1:1 analytics & leaders support

1 on 1 analytics & leaders support

What is 1-on-1? 
A 1-on-1 is a meeting between an employee and their direct manager. It functions as a dedicated spot in the calendar when both sides can engage in an undisrupted conversation, and the leader can offer their guidance.

What is the purpose of a 1on1 meeting? 
1:1 meetings are the foundation of your team's health. They give your employees individualized attention from the leader and act as a safe space for coaching, mentorship, and collecting/offering feedback. Employees can use their leader’s undisrupted attention to explain their point of view, or even display their vulnerability. That being said, it’s a perfect time for managers to show compassion and take steps to resolve any tensions.
1-on-1s are especially important in turbulent times. They’re the only mechanism for giving and taking constructive feedback and discussing long-term development plans. They give team members the feeling of care and empathy needed to thrive in a demanding, dynamic environment.

How often should you have 1-on-1 meetings? 
1-on-1s should take place once a week for each employee. Each meeting should last a minimum of 30 minutes. The key is to hold 1-on-1s regularly, as team meetings (either status or boing ones) can’t replace them.
If you don't have time as a leader and you have to give something up, then give up some team meetings, but never compromise on 1-on-1s.

Can 1-on-1s replace status updates? 
While 1-on-1s are crucial for your team’s health, you should also check in with your entire team regularly. Status updates and knowledge-sharing routines help reduce ad hoc support requests and prevent you from being drawn away from other work. 

How do you conduct a 1:1 meeting?

**TASK TO COMPLETE:**
Summarize the text about 1-on-1 meetings in two sentences.

**ENTRIES SHOWN:**
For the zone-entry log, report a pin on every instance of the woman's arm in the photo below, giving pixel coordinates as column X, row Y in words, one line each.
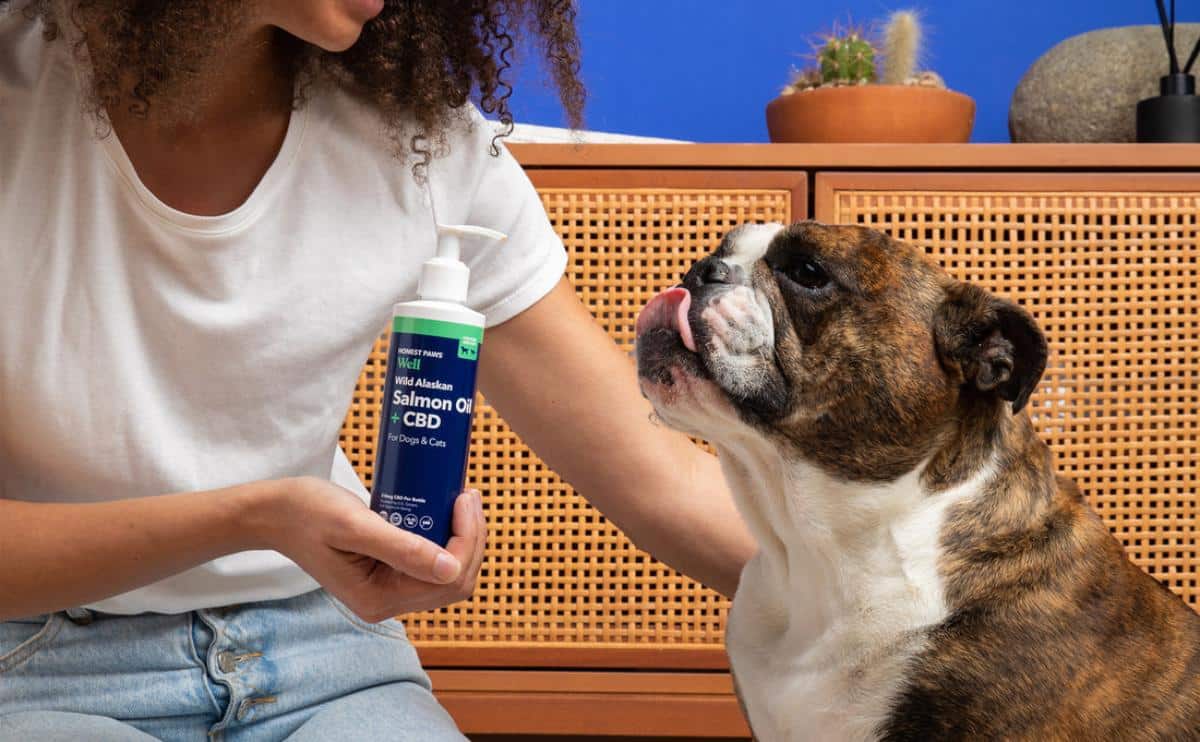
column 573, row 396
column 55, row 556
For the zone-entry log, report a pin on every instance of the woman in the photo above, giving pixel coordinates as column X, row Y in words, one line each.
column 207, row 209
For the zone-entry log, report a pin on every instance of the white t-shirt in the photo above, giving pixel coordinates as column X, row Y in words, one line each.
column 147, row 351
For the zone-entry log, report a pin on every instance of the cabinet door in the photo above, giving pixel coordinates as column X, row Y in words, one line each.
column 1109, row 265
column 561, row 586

...

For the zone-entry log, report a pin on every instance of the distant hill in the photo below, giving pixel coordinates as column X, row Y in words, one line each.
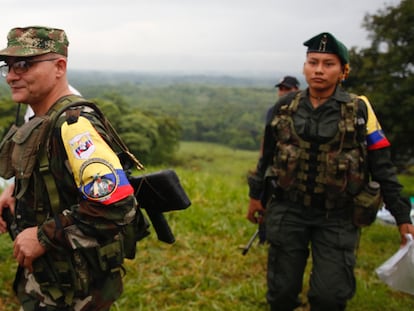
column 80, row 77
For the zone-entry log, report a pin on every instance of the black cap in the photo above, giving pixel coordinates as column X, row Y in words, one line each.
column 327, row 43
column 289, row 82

**ANSWER TO THIS EXERCISE:**
A 1-on-1 is a meeting between an employee and their direct manager that gives the employee the leader's individualized, undisrupted attention and serves as a safe space for coaching, mentorship, and feedback. These meetings should happen once a week for each employee and last at least 30 minutes, and leaders short on time should give up some team meetings rather than compromise on them, while still checking in regularly with the entire team through status updates.